→ Directions
1. Copy the article on marriage preparation during COVID word for word, starting at "A second marriage" and ending at "to the Sacrament.".
2. Carry on the article about marriage preparation during COVID from the point where it stops.

→ Passage to read
--- START ---

Love Conquers COVID: First comes love, then comes online marriage prep
August 18, 2020
From left to right is Grant Berntsen, Bailey Berntsen, Kenneth Berntsen, Janet Berntsen, Megan Lix and Ashlynn Lix. (Photo courtesy of Kenneth Berntsen)
HOUSTON — When engaged couple Janet Golden Lix and Kenneth Berntsen selected a springtime wedding date, little did they know that their nuptials would fall right in the middle of the deadly Covid-19 pandemic.
Their priest at Prince of Peace Catholic Church, Father Ryan Stawaisz, a cancer survivor, offered to help them with marriage preparation online or in person.
A second marriage for both of them after receiving annulments, the couple did not want to cancel their May 23 wedding despite the uptick in coronavirus cases. So they decided on an intimate wedding yet still livestreamed it to share with a larger group of family and friends.
“You don’t know what will happen in life, so we didn’t want to delay. I can understand the younger brides wanting to postpone. But as long as we had our children and our priest as witnesses and we were at our church, we were okay with moving ahead,” Lix said.
Berntsen agreed, “What was important and continues to be is the Sacrament of Marriage. As a couple, we continue to pray together with our morning offering.”
Ricardo Medina, director of the Archdiocese’s Family Life Ministry which oversees marriage preparation, said such couples as Lix and Berntsen epitomize the journey to the Sacrament.
“Love doesn’t stop in times of crisis,” Medina said. “We are here to accompany engaged couples through the discernment process. We help them in their discovery of themselves individually and to elevate their love as a couple.”
Outside of sacramental preparation and public Masses, in-person events and trainings are not being permitted on parish campuses at this time. Medina’s office is reviewing different marriage preparation programs to be offered online rather than in person as the pandemic continues. But love continues to conquer COVID-19, especially during the big summertime wedding season, Medina said.
For example, St. Jerome Catholic Church recently hosted a marriage preparation retreat in person for 25 couples from different Catholic churches from July 18 to 19. But there were major safety considerations put in place for the 50 people plus the marriage preparation team.

--- END ---

→ Raw data
--- START ---

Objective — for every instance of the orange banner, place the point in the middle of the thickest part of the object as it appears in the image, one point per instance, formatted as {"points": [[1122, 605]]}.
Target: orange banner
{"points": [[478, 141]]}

--- END ---

→ Task-by-task results
1.
A second marriage for both of them after receiving annulments, the couple did not want to cancel their May 23 wedding despite the uptick in coronavirus cases. So they decided on an intimate wedding yet still livestreamed it to share with a larger group of family and friends.
“You don’t know what will happen in life, so we didn’t want to delay. I can understand the younger brides wanting to postpone. But as long as we had our children and our priest as witnesses and we were at our church, we were okay with moving ahead,” Lix said.
Berntsen agreed, “What was important and continues to be is the Sacrament of Marriage. As a couple, we continue to pray together with our morning offering.”
Ricardo Medina, director of the Archdiocese’s Family Life Ministry which oversees marriage preparation, said such couples as Lix and Berntsen epitomize the journey to the Sacrament.

2.
Deacon Pedro Salas, helping to lead that team along with Monsignor Dan Shields, said, “We have a newbig parish hall activity center, so we were able to put each couple at their own table. Everyone was wearing masks, and we were sanitizing everything, including two or three microphones after people spoke.”
“It was more work than normal, but it was worth it. We thank God for giving us that opportunity, even in the middle of a pandemic. God is still calling people to marriage,” Deacon Salas said.
For couples discerning marriage, they can call the church where they wish to hold their wedding. A marriage coordinator will help guide them through the process that includes a compatibility study. Several different programs are used, including the FOCCUS compatibility study or the Prepare/Enrich Study to identify specific areas in which their relationships are strongest or most challenged, including such intimate topics as sex and finances, Medina said.
Then they will meet four or five times with clergy and possibly a married couple who have trained as mentors. One of those meetings will include a worship meeting to choose selections from Scriptures and prayers, choice of music and vows for the ceremony at least two months before the wedding. They will also be given options for a weekend retreat offered in English and Spanish.
After completing that process and sharing their vows in May, Lix and Berntsen have moved in together at their Cypress-area home with their children. With her work as a CPA and his as a computer software developer, they both work from home.
“We may not have been able to do a get-away honeymoon with the virus still around, but we are definitely spending more time together than most newlyweds,” she said of their canceled honeymoon cruise.
“Yes, we just finished up a walk together around the neighborhood lake,” Berntsen said and chuckled.